Do I believe in the personnel and coaching staff to grow from and correct the mistakes that will occur throughout this season?

Do you believe in that we have that ability?

I think with the personnel, the leadership, and with proper coaching that this team has the prowess to be successful because of their willingness to KEEP improving. The difference between before and now is that we NOW have athletes who won't settle and they CERTAINLY WON'T MAKE EXCUSES. They take it on themselves to get better. 

That's the difference and that is why I believe that the Bulls will have a successful year because of the improved NBA basketball we will witness throughout the year.


----------



## Darius Miles Davis (Aug 2, 2002)

> Originally posted by <b>WookiesOnRitalin</b>!
> 
> I think Ben is going to try to do too much. That's the ONE THING I am REALLY concerned about with him. Can he stay within himself? Can he allow himself to play into the flow of what a defense gives and presents?


I have to say that in the three summer league games that I saw, I was very impressed with the fact that Gordon played within himself, did not force things that weren't there, and played within the framework of the offense. He wasn't hogging the ball and you didn't think that much about his scoring, but you'd look at the box score after the game and he'd have 17 points.


----------



## WookiesOnRitalin (Jan 22, 2004)

DMD, that's what I am "hoping" for, but it is certainly a legitimate concern once he starts playing against stiffer competition. 

How cool is Ben Gordon and can he play that way on a consistent basis? In my mind he has to otherwise the Bulls as a whole will suffer.


----------



## Darius Miles Davis (Aug 2, 2002)

> Originally posted by <b>WookiesOnRitalin</b>!
> DMD, that's what I am "hoping" for, but it is certainly a legitimate concern once he starts playing against stiffer competition.
> 
> How cool is Ben Gordon and can he play that way on a consistent basis? In my mind he has to otherwise the Bulls as a whole will suffer.


Agreed.


----------



## Electric Slim (Jul 31, 2002)

> Originally posted by <b>mizenkay</b>!

**Records supplied**
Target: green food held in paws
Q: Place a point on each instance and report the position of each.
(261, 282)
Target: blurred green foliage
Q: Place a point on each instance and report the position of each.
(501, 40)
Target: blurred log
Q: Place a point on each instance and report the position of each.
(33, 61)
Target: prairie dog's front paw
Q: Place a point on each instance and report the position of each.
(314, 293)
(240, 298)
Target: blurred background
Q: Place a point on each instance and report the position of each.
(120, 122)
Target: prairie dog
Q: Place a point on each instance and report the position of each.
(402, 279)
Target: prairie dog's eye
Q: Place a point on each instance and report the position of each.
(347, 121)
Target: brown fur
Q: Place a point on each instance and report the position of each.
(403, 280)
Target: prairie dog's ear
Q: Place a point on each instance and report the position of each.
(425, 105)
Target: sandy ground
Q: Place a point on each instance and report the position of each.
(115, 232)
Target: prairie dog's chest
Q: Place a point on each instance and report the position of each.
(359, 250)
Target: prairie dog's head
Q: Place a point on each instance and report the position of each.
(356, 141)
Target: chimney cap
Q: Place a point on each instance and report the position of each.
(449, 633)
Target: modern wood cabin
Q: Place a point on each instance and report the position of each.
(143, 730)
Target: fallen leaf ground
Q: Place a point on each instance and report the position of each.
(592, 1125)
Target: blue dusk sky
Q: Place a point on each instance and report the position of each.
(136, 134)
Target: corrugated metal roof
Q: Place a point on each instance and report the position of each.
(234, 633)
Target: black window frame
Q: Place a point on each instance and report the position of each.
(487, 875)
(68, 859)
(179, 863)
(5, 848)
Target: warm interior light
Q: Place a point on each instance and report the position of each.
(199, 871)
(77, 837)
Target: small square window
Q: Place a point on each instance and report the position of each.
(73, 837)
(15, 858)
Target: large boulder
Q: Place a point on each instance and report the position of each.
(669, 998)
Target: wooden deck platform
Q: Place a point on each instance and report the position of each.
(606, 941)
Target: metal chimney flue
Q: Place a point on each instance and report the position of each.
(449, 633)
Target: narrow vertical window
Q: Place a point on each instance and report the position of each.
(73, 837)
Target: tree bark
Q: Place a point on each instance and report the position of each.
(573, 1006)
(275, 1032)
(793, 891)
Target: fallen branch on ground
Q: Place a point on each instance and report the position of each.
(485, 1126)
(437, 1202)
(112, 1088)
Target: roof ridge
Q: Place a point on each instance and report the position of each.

**Problems to solve**
1 - Count the lines of the rows that contain the string "prairie", treating case as significant, and give only the number.
2 - Write the next part of the Bulls forum thread, picking up right after its last line.
The Bulls forum thread and the rows were taken from separate sources.

**Outputs by task**
1 - 6

2 -
> read the article. it states exactly when it was, and who was there. no mention of kirk being "torn up".


Yeah, but we need another stupid controversy to make us all miserable again, don't we?

Since Ben is now what is possibly the "flashiest" member of the team with the most street cred (he struck a female student), I hereby will claim all future non-jocking-Ben comments to be "Hatin' on Ben".


----------



## WookiesOnRitalin (Jan 22, 2004)

> Originally posted by <b>Darius Miles Davis</b>!
> 
> 
> Agreed.


Here's what's funny DMD. Everyone thinks I'm stuck up the azz about our rookies and how God-Like they are going to be on a basketball court. 

I have my own legitimate concerns. They just aren't the same as everyone elses. 

Luol Deng's health is what scares me the most. I think that is probably the one thing he is going to have to be careful about. I see a finesse player like him having some health concerns in the future. 

That and I hope to God his shooting is on this season. Cause if it ain't...the Bulls are in trouble.


----------



## Johnny Mac (May 6, 2003)

I agree that Luol Deng will be our best rookie out of the three we've got this year. He has gone so far under the radar, and sometimes I think we've got a Grant Hill type talent on our hands. A finesse small forward who flew under the radar because his talents were hidden within Dukes system. Hill wasnt especially athletic, or especially good at one thing, he was just smart and versatile. A lot like Deng if you ask me.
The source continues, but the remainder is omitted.